(Items from a dataset)
###

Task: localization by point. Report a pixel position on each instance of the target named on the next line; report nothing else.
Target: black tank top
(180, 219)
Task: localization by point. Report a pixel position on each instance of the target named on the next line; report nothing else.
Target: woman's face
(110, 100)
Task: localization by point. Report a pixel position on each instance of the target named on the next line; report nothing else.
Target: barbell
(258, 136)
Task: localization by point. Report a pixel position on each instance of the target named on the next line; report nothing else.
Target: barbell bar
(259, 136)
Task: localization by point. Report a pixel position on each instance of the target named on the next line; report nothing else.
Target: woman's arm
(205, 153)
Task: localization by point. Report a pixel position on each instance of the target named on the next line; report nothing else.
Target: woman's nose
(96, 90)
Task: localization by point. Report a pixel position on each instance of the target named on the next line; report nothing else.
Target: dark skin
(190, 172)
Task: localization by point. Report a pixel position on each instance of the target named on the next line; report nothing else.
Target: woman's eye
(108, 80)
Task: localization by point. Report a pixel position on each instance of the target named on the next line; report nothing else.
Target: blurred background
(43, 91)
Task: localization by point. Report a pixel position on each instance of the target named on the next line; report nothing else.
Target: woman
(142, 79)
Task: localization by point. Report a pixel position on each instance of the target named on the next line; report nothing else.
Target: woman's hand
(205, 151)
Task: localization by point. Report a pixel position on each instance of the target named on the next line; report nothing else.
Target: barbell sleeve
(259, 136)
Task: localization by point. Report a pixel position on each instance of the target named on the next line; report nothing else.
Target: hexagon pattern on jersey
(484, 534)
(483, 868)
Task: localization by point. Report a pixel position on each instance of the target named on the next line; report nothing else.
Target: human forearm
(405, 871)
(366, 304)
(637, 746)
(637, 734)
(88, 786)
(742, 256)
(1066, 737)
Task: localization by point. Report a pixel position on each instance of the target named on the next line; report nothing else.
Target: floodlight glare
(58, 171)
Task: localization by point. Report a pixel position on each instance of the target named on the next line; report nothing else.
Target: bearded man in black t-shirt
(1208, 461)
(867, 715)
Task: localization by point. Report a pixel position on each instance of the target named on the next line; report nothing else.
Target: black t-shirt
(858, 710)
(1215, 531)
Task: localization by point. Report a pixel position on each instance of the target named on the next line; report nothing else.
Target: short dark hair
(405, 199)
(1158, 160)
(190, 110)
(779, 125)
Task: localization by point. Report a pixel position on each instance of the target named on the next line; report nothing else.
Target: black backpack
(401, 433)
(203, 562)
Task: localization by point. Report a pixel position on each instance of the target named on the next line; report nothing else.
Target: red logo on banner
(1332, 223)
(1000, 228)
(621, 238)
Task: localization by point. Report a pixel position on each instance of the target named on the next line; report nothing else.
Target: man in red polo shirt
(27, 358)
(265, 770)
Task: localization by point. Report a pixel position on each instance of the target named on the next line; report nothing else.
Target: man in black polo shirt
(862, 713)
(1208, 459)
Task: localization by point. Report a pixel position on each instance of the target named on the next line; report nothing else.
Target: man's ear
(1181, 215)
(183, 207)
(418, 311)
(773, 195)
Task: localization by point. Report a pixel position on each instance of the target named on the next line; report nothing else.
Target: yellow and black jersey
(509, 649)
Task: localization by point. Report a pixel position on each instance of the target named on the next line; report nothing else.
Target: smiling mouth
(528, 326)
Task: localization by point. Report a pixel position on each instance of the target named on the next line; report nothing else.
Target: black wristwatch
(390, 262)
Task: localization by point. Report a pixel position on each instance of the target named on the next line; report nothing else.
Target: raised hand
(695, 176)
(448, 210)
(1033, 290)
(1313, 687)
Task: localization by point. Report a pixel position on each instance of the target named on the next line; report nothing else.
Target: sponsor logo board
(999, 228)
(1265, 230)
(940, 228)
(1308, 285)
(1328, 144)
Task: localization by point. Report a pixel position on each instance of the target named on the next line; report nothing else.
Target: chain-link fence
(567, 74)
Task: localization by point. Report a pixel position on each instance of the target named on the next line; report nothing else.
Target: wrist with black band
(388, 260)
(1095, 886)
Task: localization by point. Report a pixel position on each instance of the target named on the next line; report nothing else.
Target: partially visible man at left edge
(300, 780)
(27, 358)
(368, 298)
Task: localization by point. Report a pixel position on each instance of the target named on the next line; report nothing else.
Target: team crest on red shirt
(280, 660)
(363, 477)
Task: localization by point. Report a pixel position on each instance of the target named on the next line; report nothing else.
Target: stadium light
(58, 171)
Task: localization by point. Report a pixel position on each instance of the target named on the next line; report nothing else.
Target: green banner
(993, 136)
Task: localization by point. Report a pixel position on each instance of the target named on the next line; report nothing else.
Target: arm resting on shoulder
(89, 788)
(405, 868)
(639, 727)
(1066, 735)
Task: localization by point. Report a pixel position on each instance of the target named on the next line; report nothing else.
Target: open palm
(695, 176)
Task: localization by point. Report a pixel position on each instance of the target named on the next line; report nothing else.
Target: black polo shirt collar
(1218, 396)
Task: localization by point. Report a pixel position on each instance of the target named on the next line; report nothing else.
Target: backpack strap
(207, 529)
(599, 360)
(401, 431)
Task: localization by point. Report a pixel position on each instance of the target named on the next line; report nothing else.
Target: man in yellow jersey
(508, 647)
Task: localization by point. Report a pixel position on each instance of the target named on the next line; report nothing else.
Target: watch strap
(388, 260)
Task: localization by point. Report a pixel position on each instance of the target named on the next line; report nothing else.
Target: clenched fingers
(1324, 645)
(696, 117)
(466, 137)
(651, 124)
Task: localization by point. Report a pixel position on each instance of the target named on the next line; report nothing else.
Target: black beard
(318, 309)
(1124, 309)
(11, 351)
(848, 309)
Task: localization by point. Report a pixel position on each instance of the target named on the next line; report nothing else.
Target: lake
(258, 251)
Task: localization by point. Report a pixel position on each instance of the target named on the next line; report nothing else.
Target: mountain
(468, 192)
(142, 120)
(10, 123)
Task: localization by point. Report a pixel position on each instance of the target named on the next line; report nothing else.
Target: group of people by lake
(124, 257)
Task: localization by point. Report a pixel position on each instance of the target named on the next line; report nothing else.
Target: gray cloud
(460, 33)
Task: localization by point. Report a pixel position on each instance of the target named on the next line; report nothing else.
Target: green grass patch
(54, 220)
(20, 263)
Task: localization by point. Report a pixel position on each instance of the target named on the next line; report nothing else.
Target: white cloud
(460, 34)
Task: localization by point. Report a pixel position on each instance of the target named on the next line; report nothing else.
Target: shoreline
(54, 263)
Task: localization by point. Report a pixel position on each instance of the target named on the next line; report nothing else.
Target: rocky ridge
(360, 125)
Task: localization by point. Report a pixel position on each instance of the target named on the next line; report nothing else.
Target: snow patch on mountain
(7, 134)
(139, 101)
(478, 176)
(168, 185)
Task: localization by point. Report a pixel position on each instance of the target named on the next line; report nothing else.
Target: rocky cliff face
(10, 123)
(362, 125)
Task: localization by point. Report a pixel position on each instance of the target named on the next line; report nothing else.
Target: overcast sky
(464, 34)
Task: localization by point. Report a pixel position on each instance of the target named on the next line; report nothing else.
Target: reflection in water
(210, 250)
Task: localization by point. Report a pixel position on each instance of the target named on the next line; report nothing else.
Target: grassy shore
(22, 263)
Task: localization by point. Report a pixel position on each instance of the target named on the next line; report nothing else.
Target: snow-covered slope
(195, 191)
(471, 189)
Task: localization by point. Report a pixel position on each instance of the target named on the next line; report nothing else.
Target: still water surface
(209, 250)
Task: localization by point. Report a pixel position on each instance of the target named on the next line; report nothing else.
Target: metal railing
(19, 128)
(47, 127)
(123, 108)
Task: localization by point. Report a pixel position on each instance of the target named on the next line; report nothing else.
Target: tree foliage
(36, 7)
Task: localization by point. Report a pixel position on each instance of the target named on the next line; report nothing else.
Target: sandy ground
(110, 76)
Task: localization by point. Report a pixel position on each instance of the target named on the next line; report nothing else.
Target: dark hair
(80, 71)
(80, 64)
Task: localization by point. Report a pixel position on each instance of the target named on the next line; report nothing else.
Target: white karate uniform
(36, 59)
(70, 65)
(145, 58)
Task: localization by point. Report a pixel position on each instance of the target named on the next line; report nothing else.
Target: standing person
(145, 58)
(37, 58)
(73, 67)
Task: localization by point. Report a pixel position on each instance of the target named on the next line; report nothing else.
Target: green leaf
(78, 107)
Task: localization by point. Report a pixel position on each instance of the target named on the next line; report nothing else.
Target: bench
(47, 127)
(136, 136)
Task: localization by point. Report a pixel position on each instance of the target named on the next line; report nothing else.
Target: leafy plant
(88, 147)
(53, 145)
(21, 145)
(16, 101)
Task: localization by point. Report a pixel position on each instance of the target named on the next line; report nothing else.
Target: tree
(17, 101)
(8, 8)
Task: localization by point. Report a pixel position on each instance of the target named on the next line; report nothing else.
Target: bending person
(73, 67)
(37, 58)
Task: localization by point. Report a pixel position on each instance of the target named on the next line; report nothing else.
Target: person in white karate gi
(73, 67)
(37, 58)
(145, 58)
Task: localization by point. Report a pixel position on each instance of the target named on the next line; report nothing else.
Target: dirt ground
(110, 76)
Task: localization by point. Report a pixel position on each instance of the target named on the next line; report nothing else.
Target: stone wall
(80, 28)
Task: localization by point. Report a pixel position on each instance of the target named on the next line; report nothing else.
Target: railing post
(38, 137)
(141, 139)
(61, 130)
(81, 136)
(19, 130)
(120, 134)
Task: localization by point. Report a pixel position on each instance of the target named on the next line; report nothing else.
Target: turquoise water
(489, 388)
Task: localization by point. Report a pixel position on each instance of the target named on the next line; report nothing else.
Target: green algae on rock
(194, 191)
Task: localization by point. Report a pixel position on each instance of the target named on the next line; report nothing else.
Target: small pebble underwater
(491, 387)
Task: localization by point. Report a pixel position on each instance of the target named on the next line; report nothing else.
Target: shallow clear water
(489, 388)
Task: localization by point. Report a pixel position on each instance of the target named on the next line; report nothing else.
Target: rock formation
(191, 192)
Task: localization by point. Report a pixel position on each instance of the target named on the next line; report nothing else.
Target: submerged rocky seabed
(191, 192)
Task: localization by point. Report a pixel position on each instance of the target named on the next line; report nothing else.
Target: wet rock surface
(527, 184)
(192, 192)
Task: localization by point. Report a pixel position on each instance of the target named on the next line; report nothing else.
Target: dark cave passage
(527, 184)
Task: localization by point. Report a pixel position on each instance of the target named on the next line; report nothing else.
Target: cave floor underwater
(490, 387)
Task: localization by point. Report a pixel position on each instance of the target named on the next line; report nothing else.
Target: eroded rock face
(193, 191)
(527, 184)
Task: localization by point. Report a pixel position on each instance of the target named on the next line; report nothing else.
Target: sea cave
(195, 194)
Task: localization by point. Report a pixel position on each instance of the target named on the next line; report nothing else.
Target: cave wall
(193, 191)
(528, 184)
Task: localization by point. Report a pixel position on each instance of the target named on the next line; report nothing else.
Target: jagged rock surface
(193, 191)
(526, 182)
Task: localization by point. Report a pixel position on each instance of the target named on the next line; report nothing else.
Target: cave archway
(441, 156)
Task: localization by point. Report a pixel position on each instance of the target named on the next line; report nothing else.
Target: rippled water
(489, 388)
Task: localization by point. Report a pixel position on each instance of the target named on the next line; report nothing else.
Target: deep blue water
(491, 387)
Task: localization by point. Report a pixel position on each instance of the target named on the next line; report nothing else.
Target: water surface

###

What should appear is an exact copy of the lines from the one with "Target: rippled water" through the end of the entries above, ends included, and no other text.

» TASK RESPONSE:
Target: rippled water
(489, 388)
Task: localization by point. Report a pixel position on each instance of the target named on the next line; report nothing else.
Target: deep blue water
(491, 387)
Task: localization by point. Report a pixel position on each instance of the target named on the next line; report nothing else.
Target: water surface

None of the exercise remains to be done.